(Collection entries)
⁂
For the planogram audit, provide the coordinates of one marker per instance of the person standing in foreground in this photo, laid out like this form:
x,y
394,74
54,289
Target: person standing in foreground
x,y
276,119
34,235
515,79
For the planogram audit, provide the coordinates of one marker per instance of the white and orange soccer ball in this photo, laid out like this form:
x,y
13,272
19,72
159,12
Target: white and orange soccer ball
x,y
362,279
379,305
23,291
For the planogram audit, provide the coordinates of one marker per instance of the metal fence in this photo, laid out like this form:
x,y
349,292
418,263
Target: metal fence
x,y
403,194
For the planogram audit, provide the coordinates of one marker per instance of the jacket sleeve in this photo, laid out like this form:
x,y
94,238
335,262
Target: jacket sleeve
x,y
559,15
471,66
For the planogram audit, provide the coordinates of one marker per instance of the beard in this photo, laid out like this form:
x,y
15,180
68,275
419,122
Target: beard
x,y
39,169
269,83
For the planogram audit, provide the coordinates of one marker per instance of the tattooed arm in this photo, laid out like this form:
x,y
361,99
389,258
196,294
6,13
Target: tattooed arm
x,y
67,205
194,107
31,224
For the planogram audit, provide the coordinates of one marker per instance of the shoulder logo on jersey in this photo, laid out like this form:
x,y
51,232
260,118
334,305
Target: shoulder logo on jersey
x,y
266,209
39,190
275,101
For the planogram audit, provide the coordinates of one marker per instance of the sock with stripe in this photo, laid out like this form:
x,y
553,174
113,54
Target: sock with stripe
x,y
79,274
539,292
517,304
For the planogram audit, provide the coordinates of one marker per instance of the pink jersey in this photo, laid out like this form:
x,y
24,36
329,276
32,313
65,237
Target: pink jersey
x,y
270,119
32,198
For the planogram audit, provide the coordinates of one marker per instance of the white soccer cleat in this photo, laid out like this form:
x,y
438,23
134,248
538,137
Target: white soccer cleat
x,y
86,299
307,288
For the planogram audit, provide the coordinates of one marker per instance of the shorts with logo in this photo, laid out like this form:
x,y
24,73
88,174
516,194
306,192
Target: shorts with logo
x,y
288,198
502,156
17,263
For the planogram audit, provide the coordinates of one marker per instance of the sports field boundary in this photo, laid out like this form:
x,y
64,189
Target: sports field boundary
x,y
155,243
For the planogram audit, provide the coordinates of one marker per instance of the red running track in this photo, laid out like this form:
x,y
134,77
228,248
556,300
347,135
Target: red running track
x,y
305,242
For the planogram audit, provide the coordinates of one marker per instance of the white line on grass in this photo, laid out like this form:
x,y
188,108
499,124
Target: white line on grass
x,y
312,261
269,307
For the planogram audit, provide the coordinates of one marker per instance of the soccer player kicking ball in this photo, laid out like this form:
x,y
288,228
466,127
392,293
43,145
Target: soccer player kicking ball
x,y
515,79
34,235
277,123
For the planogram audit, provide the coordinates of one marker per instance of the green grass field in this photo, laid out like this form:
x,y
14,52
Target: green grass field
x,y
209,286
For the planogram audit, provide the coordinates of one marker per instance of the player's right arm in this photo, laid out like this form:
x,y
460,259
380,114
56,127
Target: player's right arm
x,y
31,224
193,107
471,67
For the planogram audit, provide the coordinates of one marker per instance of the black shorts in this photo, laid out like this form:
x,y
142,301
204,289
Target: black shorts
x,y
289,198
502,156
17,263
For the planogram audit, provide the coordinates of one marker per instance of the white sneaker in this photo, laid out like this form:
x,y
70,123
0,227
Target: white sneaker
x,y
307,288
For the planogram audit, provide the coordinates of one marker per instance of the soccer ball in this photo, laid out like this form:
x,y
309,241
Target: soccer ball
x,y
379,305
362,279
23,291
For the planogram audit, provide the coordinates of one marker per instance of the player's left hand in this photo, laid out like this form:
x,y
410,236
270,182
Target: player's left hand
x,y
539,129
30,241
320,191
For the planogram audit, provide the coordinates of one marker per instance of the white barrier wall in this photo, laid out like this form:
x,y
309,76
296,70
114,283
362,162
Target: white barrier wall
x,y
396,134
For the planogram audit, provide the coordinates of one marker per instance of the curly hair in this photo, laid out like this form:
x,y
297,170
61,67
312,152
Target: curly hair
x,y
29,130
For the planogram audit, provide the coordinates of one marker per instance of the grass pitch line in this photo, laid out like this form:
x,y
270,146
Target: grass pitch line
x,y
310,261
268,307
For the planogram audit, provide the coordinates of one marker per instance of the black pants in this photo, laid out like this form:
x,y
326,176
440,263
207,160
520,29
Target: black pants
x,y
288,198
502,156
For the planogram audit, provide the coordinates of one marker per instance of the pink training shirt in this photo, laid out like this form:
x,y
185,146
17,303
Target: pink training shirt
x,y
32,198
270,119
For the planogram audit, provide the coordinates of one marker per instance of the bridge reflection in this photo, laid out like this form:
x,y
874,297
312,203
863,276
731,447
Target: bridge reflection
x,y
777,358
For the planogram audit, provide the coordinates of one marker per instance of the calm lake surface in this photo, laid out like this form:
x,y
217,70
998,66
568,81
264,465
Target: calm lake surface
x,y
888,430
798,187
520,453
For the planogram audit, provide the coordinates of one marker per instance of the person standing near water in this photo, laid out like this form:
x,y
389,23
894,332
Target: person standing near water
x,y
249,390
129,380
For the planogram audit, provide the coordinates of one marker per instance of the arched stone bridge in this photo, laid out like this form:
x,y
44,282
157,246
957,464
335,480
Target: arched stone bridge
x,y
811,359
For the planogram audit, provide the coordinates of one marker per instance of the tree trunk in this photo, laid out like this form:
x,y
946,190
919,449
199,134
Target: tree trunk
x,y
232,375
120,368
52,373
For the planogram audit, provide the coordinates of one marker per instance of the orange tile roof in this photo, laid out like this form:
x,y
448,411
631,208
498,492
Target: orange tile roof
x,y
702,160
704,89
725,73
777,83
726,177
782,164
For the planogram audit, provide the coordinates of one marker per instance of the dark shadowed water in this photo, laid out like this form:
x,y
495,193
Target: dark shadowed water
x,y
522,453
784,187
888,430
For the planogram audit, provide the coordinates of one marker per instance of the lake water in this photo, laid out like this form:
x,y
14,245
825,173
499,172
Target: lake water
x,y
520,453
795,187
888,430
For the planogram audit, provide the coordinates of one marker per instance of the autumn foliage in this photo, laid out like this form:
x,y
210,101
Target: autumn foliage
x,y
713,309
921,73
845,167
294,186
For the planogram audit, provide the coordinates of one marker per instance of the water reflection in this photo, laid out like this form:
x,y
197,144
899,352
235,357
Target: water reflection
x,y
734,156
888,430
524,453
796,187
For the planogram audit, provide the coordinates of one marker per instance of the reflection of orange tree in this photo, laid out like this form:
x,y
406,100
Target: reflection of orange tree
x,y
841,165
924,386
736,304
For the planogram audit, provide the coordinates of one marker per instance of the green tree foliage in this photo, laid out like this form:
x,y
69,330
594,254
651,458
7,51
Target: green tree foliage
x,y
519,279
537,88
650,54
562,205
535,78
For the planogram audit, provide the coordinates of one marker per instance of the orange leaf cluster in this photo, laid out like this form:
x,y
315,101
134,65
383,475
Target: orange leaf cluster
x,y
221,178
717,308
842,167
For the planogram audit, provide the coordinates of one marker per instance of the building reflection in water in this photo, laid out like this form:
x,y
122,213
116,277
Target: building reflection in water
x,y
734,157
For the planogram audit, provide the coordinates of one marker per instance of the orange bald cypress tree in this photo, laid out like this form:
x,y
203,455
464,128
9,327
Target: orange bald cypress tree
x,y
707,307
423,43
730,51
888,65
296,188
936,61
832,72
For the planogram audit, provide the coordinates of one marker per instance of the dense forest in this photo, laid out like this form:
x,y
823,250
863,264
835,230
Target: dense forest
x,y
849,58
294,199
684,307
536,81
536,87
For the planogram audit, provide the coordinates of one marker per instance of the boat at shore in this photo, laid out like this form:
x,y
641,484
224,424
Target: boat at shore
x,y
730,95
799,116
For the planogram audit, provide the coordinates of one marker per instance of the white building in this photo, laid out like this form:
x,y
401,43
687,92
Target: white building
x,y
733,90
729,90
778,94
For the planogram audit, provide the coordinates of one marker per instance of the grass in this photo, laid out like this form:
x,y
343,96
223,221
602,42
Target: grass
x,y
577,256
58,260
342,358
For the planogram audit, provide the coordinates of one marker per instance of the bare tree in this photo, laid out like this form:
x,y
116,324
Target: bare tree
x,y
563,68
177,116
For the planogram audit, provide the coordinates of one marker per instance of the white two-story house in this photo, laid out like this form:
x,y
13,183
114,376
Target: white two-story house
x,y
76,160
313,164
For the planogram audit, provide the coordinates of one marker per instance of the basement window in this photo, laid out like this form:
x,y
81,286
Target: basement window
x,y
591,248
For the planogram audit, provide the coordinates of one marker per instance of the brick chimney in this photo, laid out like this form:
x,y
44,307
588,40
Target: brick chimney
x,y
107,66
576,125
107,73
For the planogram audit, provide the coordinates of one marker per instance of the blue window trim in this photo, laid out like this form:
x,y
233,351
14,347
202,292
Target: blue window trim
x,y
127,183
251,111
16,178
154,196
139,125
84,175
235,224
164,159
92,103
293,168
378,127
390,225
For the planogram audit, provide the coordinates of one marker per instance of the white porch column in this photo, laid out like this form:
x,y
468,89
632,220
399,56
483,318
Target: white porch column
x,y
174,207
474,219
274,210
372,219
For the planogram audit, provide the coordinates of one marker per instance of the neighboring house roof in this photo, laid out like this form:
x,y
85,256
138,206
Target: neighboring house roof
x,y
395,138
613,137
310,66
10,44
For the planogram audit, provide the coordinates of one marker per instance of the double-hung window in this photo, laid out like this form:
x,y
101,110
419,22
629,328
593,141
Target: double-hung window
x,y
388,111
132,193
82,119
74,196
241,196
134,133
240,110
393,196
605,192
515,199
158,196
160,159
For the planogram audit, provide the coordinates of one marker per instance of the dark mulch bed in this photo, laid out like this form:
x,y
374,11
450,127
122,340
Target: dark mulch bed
⁂
Copy out the lines above that hold the string "mulch".

For the planogram audit, provide the coordinates of one marker per instance of the dark mulch bed in this photo, laid out like this form:
Target: dark mulch bed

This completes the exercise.